** Given request A **
In the records below, report every line that contains the string "white", matching case exactly.

** Given text **
Juan Krilanovich

Personal information
- Full name: Juan Pablo Krilanovich
- Date of birth: 7 April 2002 (age 23)
- Place of birth: Adrogué, Argentina
- Height: 1.79 m (5 ft 10 in)
- Position: Winger

Team information
- Current team: Arsenal Sarandí

Youth career
- Cultural Guernica
- 2008–2020: Lanús

Senior career*
- Years: Team / Apps / (Gls)
- 2020–2023: Lanús / 5 / (0)
- 2023: → Atlanta (loan) / 14 / (0)
- 2024–: Arsenal Sarandí / 14 / (0)

International career
- 2017: Argentina U15
- 2019: Argentina U17

= Juan Krilanovich =

Argentine footballer (born 2002)

Juan Pablo Krilanovich (born 7 April 2002) is an Argentine professional footballer who plays as a winger for Arsenal Sarandí.

** Given request B **
List every club named in the youth career and senior career sections of the Juan Krilanovich profile above, giving each club once.

(Stored entries)
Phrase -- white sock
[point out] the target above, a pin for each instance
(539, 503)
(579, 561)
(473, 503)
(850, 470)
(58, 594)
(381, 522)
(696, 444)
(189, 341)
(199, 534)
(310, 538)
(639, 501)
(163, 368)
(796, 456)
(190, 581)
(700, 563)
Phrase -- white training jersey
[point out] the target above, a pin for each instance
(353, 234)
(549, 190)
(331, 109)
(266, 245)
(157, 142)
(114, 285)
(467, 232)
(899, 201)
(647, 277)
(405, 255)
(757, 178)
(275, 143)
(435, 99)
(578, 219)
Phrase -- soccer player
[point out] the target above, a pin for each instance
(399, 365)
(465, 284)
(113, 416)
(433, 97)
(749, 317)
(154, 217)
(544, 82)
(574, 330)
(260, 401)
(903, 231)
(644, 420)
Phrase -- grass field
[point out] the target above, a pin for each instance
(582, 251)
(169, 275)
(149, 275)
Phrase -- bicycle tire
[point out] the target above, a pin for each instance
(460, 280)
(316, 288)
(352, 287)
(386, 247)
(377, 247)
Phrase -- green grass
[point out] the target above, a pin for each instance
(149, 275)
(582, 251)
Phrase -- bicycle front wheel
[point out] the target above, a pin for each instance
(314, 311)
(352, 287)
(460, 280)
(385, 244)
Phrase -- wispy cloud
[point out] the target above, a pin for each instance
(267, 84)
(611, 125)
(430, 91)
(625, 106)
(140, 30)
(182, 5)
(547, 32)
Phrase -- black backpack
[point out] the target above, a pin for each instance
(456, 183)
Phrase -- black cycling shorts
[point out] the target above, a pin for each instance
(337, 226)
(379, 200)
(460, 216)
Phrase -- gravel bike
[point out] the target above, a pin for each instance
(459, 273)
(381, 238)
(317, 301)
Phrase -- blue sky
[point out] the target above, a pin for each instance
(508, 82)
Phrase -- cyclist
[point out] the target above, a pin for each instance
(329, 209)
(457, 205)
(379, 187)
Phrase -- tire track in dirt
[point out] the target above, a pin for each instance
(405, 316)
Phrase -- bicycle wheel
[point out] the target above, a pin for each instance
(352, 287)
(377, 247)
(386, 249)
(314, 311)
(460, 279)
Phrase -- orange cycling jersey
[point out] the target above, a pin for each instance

** Solution A **
Phrase -- white sock
Phrase -- white training jersey

** Solution B **
Cultural Guernica, Lanús, Atlanta, Arsenal Sarandí